• Data section
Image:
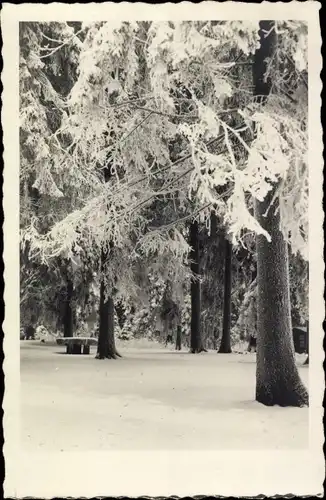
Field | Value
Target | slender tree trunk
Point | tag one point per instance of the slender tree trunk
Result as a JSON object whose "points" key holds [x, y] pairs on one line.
{"points": [[68, 315], [106, 342], [195, 334], [225, 346], [178, 338], [277, 378], [120, 310]]}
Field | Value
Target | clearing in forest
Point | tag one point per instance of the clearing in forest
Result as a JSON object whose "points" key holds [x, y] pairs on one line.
{"points": [[151, 399]]}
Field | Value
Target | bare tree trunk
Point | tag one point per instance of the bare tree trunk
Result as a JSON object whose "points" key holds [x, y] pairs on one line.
{"points": [[178, 338], [195, 334], [277, 378], [106, 342], [68, 315], [225, 346]]}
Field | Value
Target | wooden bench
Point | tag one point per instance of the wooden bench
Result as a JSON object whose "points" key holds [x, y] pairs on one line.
{"points": [[77, 345]]}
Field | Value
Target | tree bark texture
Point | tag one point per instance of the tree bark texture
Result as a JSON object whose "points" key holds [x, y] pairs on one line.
{"points": [[178, 338], [195, 333], [225, 346], [106, 348], [277, 377], [68, 315]]}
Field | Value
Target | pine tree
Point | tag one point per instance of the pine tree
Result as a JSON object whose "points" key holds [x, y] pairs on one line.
{"points": [[277, 379], [225, 346]]}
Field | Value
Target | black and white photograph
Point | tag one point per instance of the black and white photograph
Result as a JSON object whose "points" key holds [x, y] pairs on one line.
{"points": [[165, 250]]}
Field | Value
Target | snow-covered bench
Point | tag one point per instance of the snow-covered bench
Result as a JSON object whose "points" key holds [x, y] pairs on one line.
{"points": [[75, 345]]}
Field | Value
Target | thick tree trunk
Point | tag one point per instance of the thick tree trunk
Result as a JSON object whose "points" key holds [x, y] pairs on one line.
{"points": [[195, 333], [225, 346], [178, 338], [106, 342], [68, 315], [277, 377]]}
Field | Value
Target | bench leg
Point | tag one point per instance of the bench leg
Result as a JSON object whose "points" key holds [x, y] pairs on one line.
{"points": [[86, 349]]}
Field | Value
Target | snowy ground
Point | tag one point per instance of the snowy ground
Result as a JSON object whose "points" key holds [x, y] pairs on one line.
{"points": [[153, 398]]}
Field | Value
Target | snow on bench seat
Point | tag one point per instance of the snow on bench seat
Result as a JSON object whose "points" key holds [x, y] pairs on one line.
{"points": [[75, 345]]}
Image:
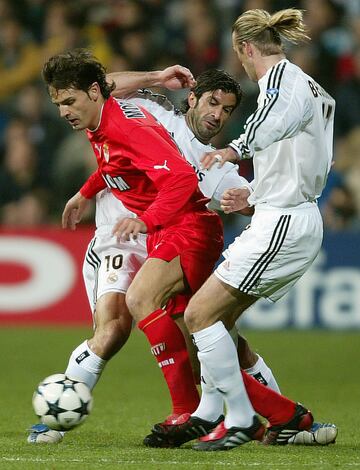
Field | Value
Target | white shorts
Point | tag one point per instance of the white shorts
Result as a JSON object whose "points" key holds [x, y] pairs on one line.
{"points": [[274, 251], [110, 266]]}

• Exercise details
The entries above should be reproduced exactly, without their pictures.

• Result of this task
Image:
Field | Value
Target | slender tree trunk
Point | tag one point per instance of the slender tree trunk
Result as a JSON object whose "points" key holds [x, y] pairs on one line.
{"points": [[68, 315], [106, 342], [195, 334], [225, 346], [178, 338], [277, 378], [120, 310]]}
Field | Value
Target | clearing in forest
Point | tag one point per instance of the clearing in forest
Result as a JSON object whose "points" key holds [x, y] pairs on one line.
{"points": [[151, 399]]}
Field | Value
Target | bare tree trunk
Point | tag one point per instance of the bare tree trunk
Result as a JSON object whose "points" key holds [x, y] pairs on one line.
{"points": [[178, 338], [195, 334], [277, 378], [106, 342], [68, 315], [225, 346]]}
Field | Value
Target | wooden bench
Point | tag one point per instance of the wooden bench
Result as a JSON object whose "points" key holds [x, y] pairs on one line.
{"points": [[77, 345]]}
Field | Value
Target | tree bark texture
Point | tag one point per instance of the tree bark texture
Result as a JSON object whose "points" key holds [x, y] pairs on one line.
{"points": [[178, 338], [195, 333], [225, 346], [106, 348], [277, 377], [68, 315]]}
Field | Value
Target | pine tree
Point | tag one point per instance of the pine tree
Result as a JSON object whose "points" key holds [x, y] pairs on one line.
{"points": [[277, 379], [225, 346]]}
Field | Value
Target | black and white photograph
Point | tag one point per instance of the black and white photograph
Result as a JSON object whose "points" key holds [x, y] pairs on one line.
{"points": [[165, 250]]}
Field | Value
Target | snow-covered bench
Point | tag one point per instance of the snow-covered bench
Result as a JSON object whose "points" key holds [x, y] pairs on one line.
{"points": [[75, 345]]}
Field | Value
Target | thick tree trunk
Point | tag one point per instance of the thick tree trunk
Result as a JSON object whose "points" key holds [x, y] pairs on one line.
{"points": [[195, 333], [225, 346], [178, 338], [106, 342], [68, 315], [277, 377]]}
Field | Value
Target | bench leg
Point | tag one point per instance of the bench leg
Result as a JSON object whose "points" key holds [x, y] pairs on one line.
{"points": [[86, 349]]}
Field | Value
Target | snowy ground
Point | tag one point per instance of the snowy ground
Result as a JSON object whose "points" key holds [x, y] pairs on one line.
{"points": [[153, 398]]}
Field | Value
Target | snow on bench seat
Point | tag one point per instance of the snow on bench seat
Result as a JSON object whose "points" key holds [x, y] pairs on one line.
{"points": [[75, 345]]}
Image:
Field | Value
Target | white shorts
Point | tag one point per instance of the white shorts
Result as a JSON object whose "points" key holds [x, y] pairs on one line.
{"points": [[274, 251], [110, 266]]}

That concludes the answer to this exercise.